## PROBLEM TO WORK ON
The material must be copied out exactly, line for line.

Top of ENTRIES PROVIDED

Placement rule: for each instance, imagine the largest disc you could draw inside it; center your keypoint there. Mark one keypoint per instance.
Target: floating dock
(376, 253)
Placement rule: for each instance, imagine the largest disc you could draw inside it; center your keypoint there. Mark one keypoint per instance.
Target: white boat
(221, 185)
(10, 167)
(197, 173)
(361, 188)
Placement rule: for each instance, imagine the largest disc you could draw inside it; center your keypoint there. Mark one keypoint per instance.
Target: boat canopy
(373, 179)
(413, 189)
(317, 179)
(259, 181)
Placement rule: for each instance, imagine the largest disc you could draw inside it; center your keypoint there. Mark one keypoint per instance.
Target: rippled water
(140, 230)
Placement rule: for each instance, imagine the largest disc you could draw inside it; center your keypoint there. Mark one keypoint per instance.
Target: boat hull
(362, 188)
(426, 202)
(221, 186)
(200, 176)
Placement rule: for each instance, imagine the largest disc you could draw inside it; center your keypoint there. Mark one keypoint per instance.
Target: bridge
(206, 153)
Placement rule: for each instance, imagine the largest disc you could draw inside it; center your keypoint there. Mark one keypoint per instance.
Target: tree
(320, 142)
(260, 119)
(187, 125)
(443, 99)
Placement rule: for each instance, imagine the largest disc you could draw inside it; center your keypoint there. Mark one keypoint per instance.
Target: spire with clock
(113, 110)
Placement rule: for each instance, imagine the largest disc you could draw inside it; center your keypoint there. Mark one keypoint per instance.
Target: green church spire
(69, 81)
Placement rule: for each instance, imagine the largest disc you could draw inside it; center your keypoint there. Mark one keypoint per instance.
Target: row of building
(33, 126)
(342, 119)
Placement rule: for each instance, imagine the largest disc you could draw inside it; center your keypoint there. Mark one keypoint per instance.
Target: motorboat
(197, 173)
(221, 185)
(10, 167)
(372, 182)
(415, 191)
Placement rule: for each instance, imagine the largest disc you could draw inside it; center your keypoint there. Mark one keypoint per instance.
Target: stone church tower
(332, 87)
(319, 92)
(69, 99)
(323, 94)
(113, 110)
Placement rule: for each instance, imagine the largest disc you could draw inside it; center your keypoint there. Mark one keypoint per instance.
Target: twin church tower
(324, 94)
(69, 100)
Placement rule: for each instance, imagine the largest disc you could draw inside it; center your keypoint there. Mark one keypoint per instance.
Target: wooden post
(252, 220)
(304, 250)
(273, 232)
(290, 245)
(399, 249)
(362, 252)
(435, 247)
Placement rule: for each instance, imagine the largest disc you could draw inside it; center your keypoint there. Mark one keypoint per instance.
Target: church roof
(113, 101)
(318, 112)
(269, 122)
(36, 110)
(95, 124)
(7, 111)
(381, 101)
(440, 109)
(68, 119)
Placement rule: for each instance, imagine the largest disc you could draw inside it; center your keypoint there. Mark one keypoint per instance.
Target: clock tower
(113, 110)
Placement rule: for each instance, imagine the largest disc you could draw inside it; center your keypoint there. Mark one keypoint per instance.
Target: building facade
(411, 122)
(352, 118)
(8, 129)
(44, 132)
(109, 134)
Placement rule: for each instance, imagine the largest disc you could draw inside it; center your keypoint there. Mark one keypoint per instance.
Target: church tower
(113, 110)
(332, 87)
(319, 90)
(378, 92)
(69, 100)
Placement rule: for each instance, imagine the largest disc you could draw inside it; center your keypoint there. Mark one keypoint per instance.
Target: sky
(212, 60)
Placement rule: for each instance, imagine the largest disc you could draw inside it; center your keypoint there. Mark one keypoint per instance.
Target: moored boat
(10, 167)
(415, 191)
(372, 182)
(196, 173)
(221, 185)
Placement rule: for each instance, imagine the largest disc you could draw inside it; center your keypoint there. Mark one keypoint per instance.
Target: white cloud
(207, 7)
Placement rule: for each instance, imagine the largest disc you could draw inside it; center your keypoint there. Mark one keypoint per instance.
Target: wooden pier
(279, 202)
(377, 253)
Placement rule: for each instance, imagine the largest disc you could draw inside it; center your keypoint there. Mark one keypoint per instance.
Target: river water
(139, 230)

Bottom of ENTRIES PROVIDED

## OUTPUT FOR THIS TASK
Placement rule: for each instance, imagine the largest disc you could draw inside it; center your keypoint there. Mark one keypoint per instance.
Target: floating dock
(376, 253)
Placement rule: for each instance, imagine the largest disc you could draw inside it; center your keypoint there. Mark one keypoint per instance.
Target: white boat
(221, 185)
(10, 167)
(197, 173)
(361, 188)
Placement rule: for each instance, imagine the largest disc you could draw inside it; center your keypoint there. Mark one keypoint per instance.
Target: boat canopy
(373, 179)
(413, 189)
(317, 179)
(259, 181)
Placement rule: for each instance, imagine the largest disc you could draw inside it; center your keypoint there. Mark one keypoint per instance.
Target: rippled water
(140, 230)
Placement rule: for each instance, imagine the largest disc you could draw inside it; center your keypoint there. Mark one keypoint per instance.
Target: boat hull
(362, 188)
(426, 202)
(221, 186)
(200, 176)
Placement rule: for each instance, imagine the largest disc you could draw inside it; center your keypoint there. Mark one keypoint per instance.
Target: bridge
(206, 153)
Placement rule: for each instance, imagine the largest disc you could draw inside it; center your keypoint there. Mark one keypoint per instance.
Target: tree
(320, 142)
(260, 119)
(187, 125)
(443, 99)
Placement rule: for each instance, imagine the largest disc you could draw inside it; center your keypoint there. Mark one keypoint per instance.
Target: spire with clock
(113, 110)
Placement rule: for each instance, imagine the largest disc you could draw inside it; center your keypoint there. Mark one keypoint per instance.
Target: green church spire
(69, 81)
Placement rule: for each instance, imagine the largest disc you could draw inside it; center your keypoint there. Mark one keypoint per instance.
Target: row of building
(33, 126)
(342, 119)
Placement rule: for each instance, imagine the largest disc you could draw inside it; center your keypoint there. Mark one keypoint per instance.
Target: motorboat
(197, 173)
(221, 185)
(10, 167)
(372, 182)
(415, 191)
Placement rule: for each instance, imagine the largest disc you could draw inside it; center your keypoint there. Mark one keypoint per instance.
Target: stone church tower
(332, 87)
(319, 92)
(69, 99)
(323, 94)
(113, 110)
Placement rule: for each instance, imagine the largest disc you could draw inside it; center your keypoint there. Mark one keypoint per instance.
Target: twin church tower
(324, 94)
(69, 100)
Placement rule: for each instance, imagine the largest disc you could draw inside it; center your keypoint there. Mark one keypoint per instance.
Target: wooden post
(252, 220)
(304, 250)
(273, 232)
(290, 245)
(399, 249)
(362, 252)
(435, 247)
Placement rule: for each instance, imagine the largest disc you could draw inside it; center your keypoint there. Mark one keypoint per instance.
Target: church roof
(113, 101)
(318, 112)
(269, 122)
(36, 110)
(95, 124)
(7, 111)
(381, 101)
(440, 109)
(68, 119)
Placement rule: for each instance, imagine the largest disc you could draw inside it; center your keypoint there. Mark one keypoint per instance.
Target: clock tower
(113, 110)
Placement rule: for each instance, imagine the largest disc you could draw inside it; center your keypoint there. Mark one keypoint per instance.
Target: building facade
(411, 122)
(352, 118)
(8, 129)
(44, 132)
(109, 134)
Placement rule: for each instance, imagine the largest disc you could draw inside it; center your keypoint there. Mark one keypoint per instance.
Target: church tower
(113, 110)
(332, 87)
(319, 90)
(378, 92)
(69, 100)
Placement rule: for each instance, imagine the largest disc you could draw inside it; center your keypoint there. Mark one keypoint per instance.
Target: sky
(212, 60)
Placement rule: for each instance, imagine the largest disc you could draw inside it; center your keypoint there. Mark one keypoint per instance.
Target: moored boat
(10, 167)
(415, 191)
(372, 182)
(196, 173)
(221, 185)
Placement rule: for each instance, imagine the largest disc you could draw inside it; center your keypoint there. Mark one keypoint per instance.
Target: white cloud
(207, 7)
Placement rule: for each instance, imagine the largest disc you could draw inside it; center your keypoint there. Mark one keypoint per instance.
Target: wooden pier
(279, 202)
(377, 253)
Placement rule: for each instance, imagine the largest disc you could draw inside it; center your keypoint there. Mark one keypoint per instance.
Target: river water
(139, 230)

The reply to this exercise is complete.